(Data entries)
--- start ---
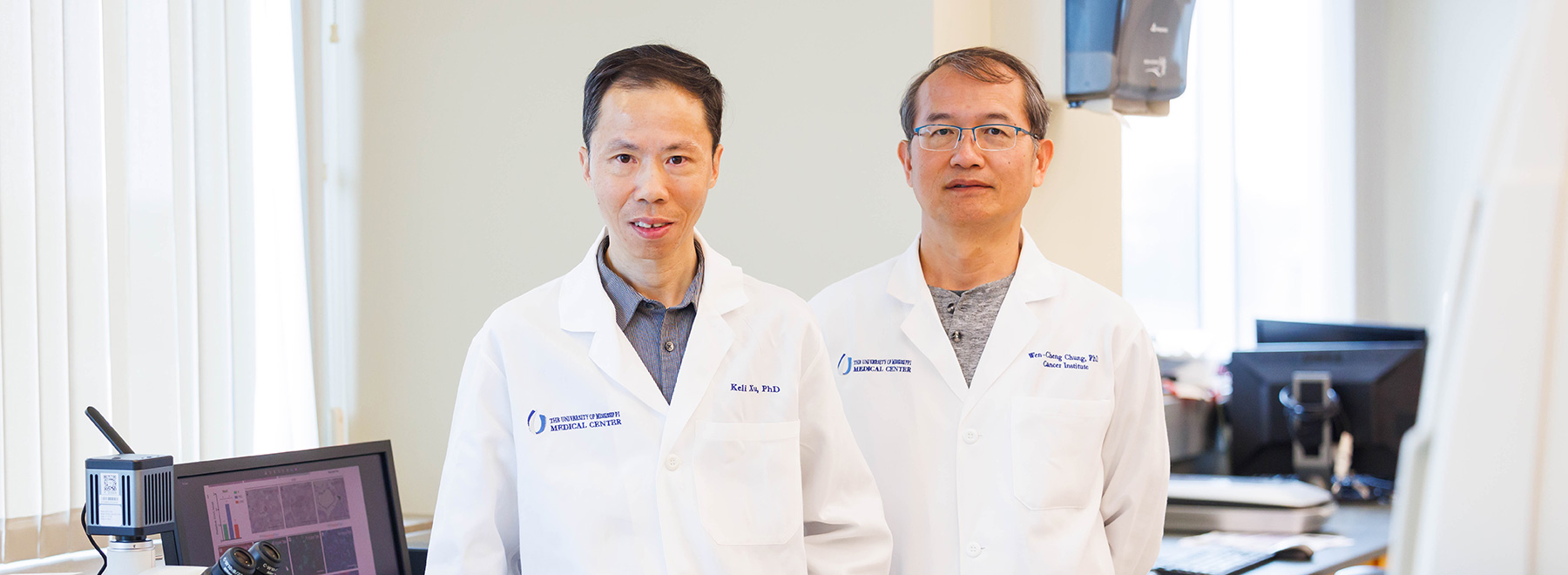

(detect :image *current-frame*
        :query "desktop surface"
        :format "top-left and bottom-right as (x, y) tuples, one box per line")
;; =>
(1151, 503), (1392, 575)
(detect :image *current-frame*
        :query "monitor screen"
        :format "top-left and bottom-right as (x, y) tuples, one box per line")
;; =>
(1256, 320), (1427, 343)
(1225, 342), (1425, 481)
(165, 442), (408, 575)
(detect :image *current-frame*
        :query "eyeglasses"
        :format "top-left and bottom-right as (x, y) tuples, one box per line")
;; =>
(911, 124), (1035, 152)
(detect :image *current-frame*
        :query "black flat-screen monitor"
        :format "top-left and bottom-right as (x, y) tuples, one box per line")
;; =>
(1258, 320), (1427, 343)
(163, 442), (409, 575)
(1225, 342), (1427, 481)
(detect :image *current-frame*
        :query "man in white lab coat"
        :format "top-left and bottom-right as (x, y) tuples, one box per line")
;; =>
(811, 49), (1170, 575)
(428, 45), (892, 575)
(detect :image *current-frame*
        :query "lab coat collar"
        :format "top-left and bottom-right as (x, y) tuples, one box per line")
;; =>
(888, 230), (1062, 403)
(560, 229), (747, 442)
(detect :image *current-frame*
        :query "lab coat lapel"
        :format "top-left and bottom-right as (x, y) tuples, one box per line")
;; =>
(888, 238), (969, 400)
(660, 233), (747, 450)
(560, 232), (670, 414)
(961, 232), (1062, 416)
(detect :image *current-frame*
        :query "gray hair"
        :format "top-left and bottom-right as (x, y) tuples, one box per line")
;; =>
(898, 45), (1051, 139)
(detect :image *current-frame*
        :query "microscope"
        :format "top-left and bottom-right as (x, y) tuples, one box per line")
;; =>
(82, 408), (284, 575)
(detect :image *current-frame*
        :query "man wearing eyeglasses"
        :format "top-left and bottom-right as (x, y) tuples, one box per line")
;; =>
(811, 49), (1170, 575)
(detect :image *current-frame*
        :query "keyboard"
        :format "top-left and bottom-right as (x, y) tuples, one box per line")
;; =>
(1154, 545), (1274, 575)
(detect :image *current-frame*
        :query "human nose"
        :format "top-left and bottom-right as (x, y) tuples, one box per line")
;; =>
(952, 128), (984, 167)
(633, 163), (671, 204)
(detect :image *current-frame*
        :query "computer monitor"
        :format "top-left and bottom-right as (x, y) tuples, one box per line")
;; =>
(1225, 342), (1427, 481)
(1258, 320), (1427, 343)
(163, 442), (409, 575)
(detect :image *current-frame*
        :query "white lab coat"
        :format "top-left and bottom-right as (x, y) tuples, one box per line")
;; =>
--- end ---
◆ Description of the task
Reproduce every item above word for word, leaving out the pictures.

◆ Task result
(detect :image *current-frame*
        :query "desktop surface"
        :format "top-left and bottom-right as (x, y) tuples, one box per line")
;; =>
(1151, 503), (1392, 575)
(detect :image *current-frame*
        :query "monitor screen"
        :format "top-left and bottom-right as (x, y) tuples, one box per line")
;; =>
(1256, 320), (1427, 343)
(1225, 342), (1425, 481)
(165, 442), (408, 575)
(detect :image *current-frame*
        :query "eyeglasses"
        :format "top-left and bottom-right as (x, y) tuples, one box per line")
;; =>
(911, 124), (1035, 152)
(detect :image *current-frame*
        :query "black flat-screen monitor"
        :format "top-left and bottom-right as (x, y) tuples, one box per line")
;; =>
(1258, 320), (1427, 343)
(163, 442), (409, 575)
(1225, 342), (1427, 481)
(detect :image *current-frame*
        :query "man in white lab coat"
        :format "top-left and bottom-right as (x, y) tuples, one box per line")
;; =>
(811, 49), (1170, 575)
(428, 45), (892, 575)
(detect :image *current-frame*
        :query "lab coat collar"
        :format "top-left and bottom-right as (x, y) tuples, one box per line")
;; =>
(888, 230), (1062, 403)
(560, 229), (747, 442)
(detect :image *current-frame*
        :query "lab coat lapel"
        :format "top-left and bottom-right as (x, y) tuples, one box per line")
;; =>
(888, 238), (969, 400)
(660, 233), (747, 450)
(560, 232), (670, 414)
(961, 232), (1062, 416)
(detect :image *current-frame*
        :query "gray hair"
        :format "top-left and bottom-right as (x, y) tuples, one box per line")
;; =>
(898, 45), (1051, 139)
(detect :image *current-frame*
        :query "microscope"
        :format "top-left and bottom-right as (x, y) tuples, one box per line")
;; =>
(82, 408), (284, 575)
(detect :image *current-frame*
        :query "man wearing eyeglasses"
        :format "top-left and bottom-right as (x, y) tuples, one box per line")
;; =>
(811, 49), (1170, 575)
(detect :image *current-frame*
        :query "keyboard"
        :format "top-left and bottom-right as (x, y) tuples, one box per line")
;; =>
(1154, 545), (1274, 575)
(detect :image *current-frame*
        :query "human nose"
        :format "top-left and bottom-right as (x, y) tuples, one box per line")
;; =>
(952, 128), (984, 167)
(633, 163), (671, 204)
(detect :image *current-frame*
        :query "computer monitor"
        :format "top-left and bottom-right as (x, y) tuples, one box per line")
;; =>
(1225, 342), (1427, 481)
(1258, 320), (1427, 343)
(163, 442), (409, 575)
(detect :image *current-frame*
        :query "white lab coat"
        :format "top-left and bottom-right as (x, y) tuples, one box per line")
;; =>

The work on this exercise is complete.